Exercise
The records below are to be retyped in full, without any alteration.

Records for this exercise

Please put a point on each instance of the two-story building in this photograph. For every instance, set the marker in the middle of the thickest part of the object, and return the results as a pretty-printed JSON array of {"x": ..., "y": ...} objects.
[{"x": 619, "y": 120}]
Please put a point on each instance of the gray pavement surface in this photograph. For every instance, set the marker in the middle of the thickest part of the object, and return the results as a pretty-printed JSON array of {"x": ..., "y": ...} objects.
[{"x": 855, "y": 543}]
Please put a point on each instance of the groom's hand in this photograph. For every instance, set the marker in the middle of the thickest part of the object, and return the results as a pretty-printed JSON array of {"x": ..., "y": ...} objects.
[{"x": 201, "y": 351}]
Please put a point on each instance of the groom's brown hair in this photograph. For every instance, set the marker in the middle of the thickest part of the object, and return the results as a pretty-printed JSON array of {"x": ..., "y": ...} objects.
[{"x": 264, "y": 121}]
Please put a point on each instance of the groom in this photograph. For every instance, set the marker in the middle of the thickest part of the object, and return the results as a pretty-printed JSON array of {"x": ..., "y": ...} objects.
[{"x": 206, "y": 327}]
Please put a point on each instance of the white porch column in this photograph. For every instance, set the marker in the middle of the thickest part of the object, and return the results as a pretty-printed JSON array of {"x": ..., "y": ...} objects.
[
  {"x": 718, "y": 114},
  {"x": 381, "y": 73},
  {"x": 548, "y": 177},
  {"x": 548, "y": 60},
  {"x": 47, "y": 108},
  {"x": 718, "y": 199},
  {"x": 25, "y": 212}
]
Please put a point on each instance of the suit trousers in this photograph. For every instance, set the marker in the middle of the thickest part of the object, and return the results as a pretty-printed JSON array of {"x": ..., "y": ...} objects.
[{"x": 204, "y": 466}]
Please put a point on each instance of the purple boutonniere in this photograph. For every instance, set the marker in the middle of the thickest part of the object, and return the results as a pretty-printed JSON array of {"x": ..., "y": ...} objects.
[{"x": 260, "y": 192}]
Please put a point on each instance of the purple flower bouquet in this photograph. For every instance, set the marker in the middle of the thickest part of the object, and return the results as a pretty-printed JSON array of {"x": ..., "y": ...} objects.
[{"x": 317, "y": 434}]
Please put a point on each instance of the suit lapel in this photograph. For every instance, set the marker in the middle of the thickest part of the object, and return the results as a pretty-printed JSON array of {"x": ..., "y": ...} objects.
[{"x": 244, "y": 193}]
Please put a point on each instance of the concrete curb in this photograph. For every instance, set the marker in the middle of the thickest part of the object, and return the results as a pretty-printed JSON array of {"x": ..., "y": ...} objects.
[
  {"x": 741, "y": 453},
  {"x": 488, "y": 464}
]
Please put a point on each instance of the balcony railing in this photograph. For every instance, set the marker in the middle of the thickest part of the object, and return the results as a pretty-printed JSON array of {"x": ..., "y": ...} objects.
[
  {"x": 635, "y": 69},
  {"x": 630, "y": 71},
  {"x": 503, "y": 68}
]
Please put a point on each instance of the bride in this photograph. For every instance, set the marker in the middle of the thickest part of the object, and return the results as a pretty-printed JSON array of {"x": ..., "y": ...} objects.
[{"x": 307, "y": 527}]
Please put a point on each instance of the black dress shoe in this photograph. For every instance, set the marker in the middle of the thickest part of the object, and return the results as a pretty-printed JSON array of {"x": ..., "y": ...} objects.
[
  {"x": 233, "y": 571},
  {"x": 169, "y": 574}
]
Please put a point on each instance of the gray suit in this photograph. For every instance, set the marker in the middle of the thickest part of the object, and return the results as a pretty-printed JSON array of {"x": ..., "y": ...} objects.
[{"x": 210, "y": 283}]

Solution for this problem
Please put a point on each instance of the two-story building in this photograph. For every instance, set the marker in the middle of the thickest part of the object, and return the results as a pretty-printed JSON array of {"x": ..., "y": ...} objects.
[{"x": 619, "y": 120}]
Please put a point on each instance of the gray pavement surface in this photograph. For every instance, set the marker in the middle of the thickest part of the object, and return the results as a pretty-printed JSON array of {"x": ..., "y": ...} objects.
[{"x": 855, "y": 543}]
Please put a point on each instance of the groom's hand in this photograph. For every instance, set the marker in the middle of the thickest part of the object, and return the results as a pretty-printed JSON array of {"x": ..., "y": ...} objects.
[{"x": 201, "y": 351}]
Please put a point on each instance of the groom's brown hair in this photograph. For every instance, set the marker in the middle of the thickest part of the object, and return the results as a pretty-printed JSON array of {"x": ..., "y": ...} objects.
[{"x": 264, "y": 121}]
Please put a point on each instance of the groom in this photograph. For every instance, set the marker in the middle of the thickest part of the object, and return the results as a pretty-printed JSON array of {"x": ..., "y": ...} objects.
[{"x": 206, "y": 327}]
Please put a point on each instance of the white porch column in this photograph. For every instance, set the marker in the middle of the thickest part of the object, and return the results as a pretty-printed JSON array of {"x": ..., "y": ...} objects.
[
  {"x": 718, "y": 114},
  {"x": 381, "y": 73},
  {"x": 548, "y": 177},
  {"x": 548, "y": 60},
  {"x": 47, "y": 108},
  {"x": 718, "y": 199},
  {"x": 25, "y": 212}
]
Please put a point on each instance of the suit trousers in this photograph. For every instance, set the marker in the middle of the thickest part of the object, and return the results as a pretty-printed JSON array of {"x": ..., "y": ...} objects.
[{"x": 204, "y": 466}]
Please put a point on each instance of the purple boutonniere in this photograph. For every instance, set the marker in the middle of the thickest part of the object, and return the results as a pretty-printed JSON array of {"x": ..., "y": ...} objects.
[{"x": 260, "y": 192}]
Please put a point on each instance of the purple flower bouquet in this photograph. For every instance, set the marker in the middle of the thickest part of the object, and return the results as a pretty-printed JSON array of {"x": ..., "y": ...} objects.
[{"x": 317, "y": 434}]
Please put a point on each instance of the suit lapel in this photograph. For every instance, set the marker in the middle of the thickest part of the object, and return the results as a pretty-printed JSON array of {"x": ..., "y": ...} objects.
[{"x": 244, "y": 193}]
Please put a point on each instance of the concrete curb in this photograph. For every instance, set the marker in the middle of the thickest part of the object, and return the results as a pretty-printed JSON array of {"x": ..., "y": ...} objects.
[
  {"x": 741, "y": 453},
  {"x": 488, "y": 464}
]
Please put a point on each instance of the balcony railing in this photograph. For every instance, set the marker in the middle of the thickest part of the object, and return the results as a pretty-printed JSON array of {"x": ..., "y": ...} objects.
[
  {"x": 635, "y": 69},
  {"x": 630, "y": 71},
  {"x": 503, "y": 68}
]
Please put a point on each instance of the bride in this photograph. For every instance, set the marker in the middle of the thickest part of the object, and return the results as a pretty-printed JSON array of {"x": ..., "y": ...} objects.
[{"x": 307, "y": 527}]
Please put a point on each instance of the black dress shoe in this photograph. For every instance, set the marker in the middle of the thickest part of the object, and return the results as a pretty-printed JSON array of {"x": ..., "y": ...} objects.
[
  {"x": 233, "y": 571},
  {"x": 169, "y": 574}
]
Please put a point on each instance of the gray suit in this photograph. For every instance, set the marker in the middle of the thickest part of the object, and return the results as a pretty-printed JSON array of {"x": ..., "y": ...} objects.
[{"x": 210, "y": 283}]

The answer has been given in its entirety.